> **YOUR OBJECTIVE**: Please count the rows below that contain the string "signal", and reply with only that number.
______________________________
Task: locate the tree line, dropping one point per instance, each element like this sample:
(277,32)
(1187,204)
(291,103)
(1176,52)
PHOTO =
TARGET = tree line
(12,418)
______________________________
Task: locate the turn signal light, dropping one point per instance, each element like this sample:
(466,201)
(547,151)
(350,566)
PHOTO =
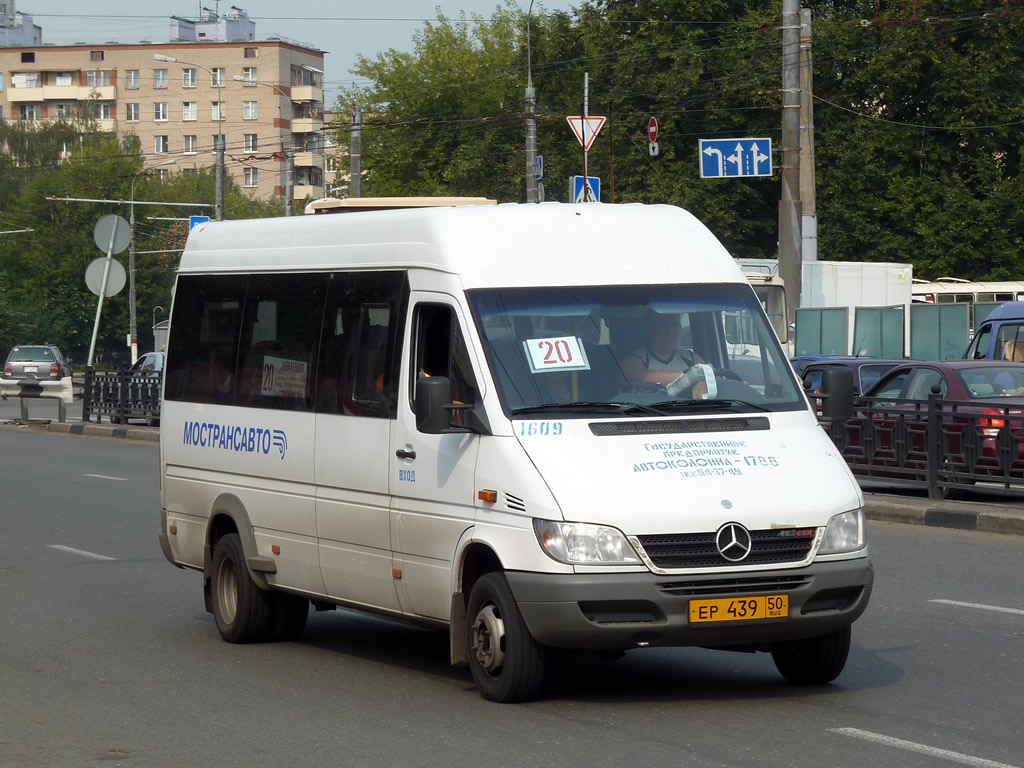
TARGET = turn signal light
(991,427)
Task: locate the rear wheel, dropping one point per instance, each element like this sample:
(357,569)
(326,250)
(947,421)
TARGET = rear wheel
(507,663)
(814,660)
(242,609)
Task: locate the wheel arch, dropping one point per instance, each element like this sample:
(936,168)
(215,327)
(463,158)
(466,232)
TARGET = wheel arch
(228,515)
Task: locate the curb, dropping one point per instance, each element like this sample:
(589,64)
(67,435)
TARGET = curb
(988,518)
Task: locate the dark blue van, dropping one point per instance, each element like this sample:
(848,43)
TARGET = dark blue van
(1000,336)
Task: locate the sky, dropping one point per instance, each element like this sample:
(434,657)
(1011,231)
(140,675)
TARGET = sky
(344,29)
______________________________
> **EXERCISE SOLUTION**: 2